**Reading text**
++++
The federal government must commit to supporting the Quebec initiatives rather than continue to stubbornly subsidize private airlines that abandon Quebec's regions overnight. The government needs to wake up and recognize that an air transportation model should serve the interests of the people, not the shareholders of private corporations.
View Yves-François Blanchet Profile
Madam Chair, has the government said no to the request made repeatedly by Quebec, since 2017, to transfer some $1.5 billion for social housing, for which not a penny has yet been sent?
View Patty Hajdu Profile
Lib. (ON)
Madam Chair, as the member opposite noted, we have been with the provinces and territories from the very beginning, from the initial tranche of $500 million, to ensure they had the necessary supplies, equipment and personnel, and were ready to deal with any influx of cases and changes to their medical—
View Stéphane Bergeron Profile
View Stéphane Bergeron Profile
2020-06-17 15:52 [p.2497]
Madam Chair, I am very happy and honoured that the leader of the Bloc Québécois and hon. member for Beloeil—Chambly agreed to share his time with me. It is almost too great an honour, but, given that this is an opportunity to continue what I passionately started this afternoon, I will certainly not turn it down.
++++
**Dataset excerpts**
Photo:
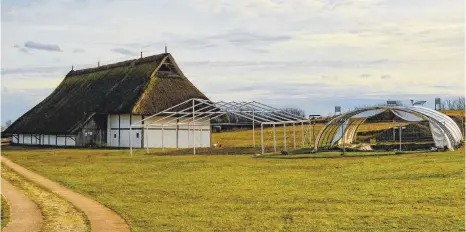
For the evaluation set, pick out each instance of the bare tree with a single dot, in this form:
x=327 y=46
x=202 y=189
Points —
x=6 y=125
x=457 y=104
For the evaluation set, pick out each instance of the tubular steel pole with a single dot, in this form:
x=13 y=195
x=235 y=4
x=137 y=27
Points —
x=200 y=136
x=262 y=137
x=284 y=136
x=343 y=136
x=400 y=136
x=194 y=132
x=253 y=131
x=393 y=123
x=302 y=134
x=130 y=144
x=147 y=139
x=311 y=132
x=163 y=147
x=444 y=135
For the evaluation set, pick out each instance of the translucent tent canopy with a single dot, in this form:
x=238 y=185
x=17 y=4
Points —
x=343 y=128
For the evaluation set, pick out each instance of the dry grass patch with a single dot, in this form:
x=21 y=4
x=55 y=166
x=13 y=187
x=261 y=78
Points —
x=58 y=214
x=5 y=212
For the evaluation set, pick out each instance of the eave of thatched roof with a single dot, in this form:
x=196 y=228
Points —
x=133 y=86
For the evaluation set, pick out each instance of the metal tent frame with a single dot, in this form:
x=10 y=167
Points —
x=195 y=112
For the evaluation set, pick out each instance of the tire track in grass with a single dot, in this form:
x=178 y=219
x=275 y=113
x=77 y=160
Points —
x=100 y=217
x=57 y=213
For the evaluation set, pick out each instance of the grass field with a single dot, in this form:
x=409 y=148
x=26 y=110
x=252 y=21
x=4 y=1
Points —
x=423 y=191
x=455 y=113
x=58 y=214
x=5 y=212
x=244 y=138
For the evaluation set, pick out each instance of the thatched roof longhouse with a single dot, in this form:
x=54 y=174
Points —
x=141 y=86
++++
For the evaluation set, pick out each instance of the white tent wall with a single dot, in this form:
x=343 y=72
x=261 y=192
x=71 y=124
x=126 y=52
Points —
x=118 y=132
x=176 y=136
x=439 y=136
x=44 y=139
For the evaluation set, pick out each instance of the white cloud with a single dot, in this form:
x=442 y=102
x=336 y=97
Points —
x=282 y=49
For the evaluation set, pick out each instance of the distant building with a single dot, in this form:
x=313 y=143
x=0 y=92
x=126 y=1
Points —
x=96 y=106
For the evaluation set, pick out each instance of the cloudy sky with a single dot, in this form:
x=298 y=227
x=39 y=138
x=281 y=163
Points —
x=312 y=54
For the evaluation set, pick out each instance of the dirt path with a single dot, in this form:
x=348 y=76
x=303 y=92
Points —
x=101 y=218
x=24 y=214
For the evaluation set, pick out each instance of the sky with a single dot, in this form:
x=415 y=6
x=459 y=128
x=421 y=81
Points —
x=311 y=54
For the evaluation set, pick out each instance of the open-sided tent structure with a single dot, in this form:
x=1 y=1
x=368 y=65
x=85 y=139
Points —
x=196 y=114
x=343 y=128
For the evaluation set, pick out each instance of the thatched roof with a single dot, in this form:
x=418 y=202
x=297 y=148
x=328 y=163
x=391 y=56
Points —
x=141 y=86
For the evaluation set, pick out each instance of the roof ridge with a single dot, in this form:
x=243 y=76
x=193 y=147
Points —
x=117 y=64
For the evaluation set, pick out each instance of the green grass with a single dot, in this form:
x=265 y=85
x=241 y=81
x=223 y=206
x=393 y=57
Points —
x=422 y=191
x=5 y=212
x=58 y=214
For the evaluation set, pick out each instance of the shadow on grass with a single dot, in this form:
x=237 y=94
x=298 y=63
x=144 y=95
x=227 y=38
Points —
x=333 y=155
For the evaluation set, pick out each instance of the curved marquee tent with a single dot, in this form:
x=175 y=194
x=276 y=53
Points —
++++
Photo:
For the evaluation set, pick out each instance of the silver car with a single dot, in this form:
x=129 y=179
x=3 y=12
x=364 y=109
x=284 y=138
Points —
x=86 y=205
++++
**Required action 1**
Reproduce the passage from the parliamentary debate transcript above. Begin at the words "Madam Chair, as" and stop after "turn it down.".
**Required action 2**
Carry on the parliamentary debate transcript above from the point where it ends.

**Exercise result 1**
Madam Chair, as the member opposite noted, we have been with the provinces and territories from the very beginning, from the initial tranche of $500 million, to ensure they had the necessary supplies, equipment and personnel, and were ready to deal with any influx of cases and changes to their medical—
View Stéphane Bergeron Profile
View Stéphane Bergeron Profile
2020-06-17 15:52 [p.2497]
Madam Chair, I am very happy and honoured that the leader of the Bloc Québécois and hon. member for Beloeil—Chambly agreed to share his time with me. It is almost too great an honour, but, given that this is an opportunity to continue what I passionately started this afternoon, I will certainly not turn it down.

**Exercise result 2**
Like the leader of the Bloc Québécois, I pointed out yesterday that the government offered $14 billion to Quebec and the provinces to cover some of the expenses incurred as a result of the current pandemic. Beyond the obvious fact that this amount is hugely inadequate, there is also another issue: The $14 billion come with certain conditions.
Quebec and the provinces have rejected these conditions, and as a result, the money is not being paid. The funds were to be used to purchase masks, among other things. Meanwhile, the pandemic continues, and the masks have not been purchased because the federal government insists on imposing conditions. It does not manage any hospitals, long-term care facilities, child care networks or public transportation networks, but it claims to know all about them.
When we asked that the government provide money without strings attached, a genius across the aisle said we were asking for a blank cheque. It so happens that our friends across the aisle know all about blank cheques. Despite having a minority government, for weeks now the Liberals have been asking Parliament to give them blank cheques.
At first, realizing that we needed to help people, we decided to work in a spirit of collaboration to help our fellow citizens who have been sorely affected by the pandemic. We collaborated, because we believed that was our role, as parliamentarians.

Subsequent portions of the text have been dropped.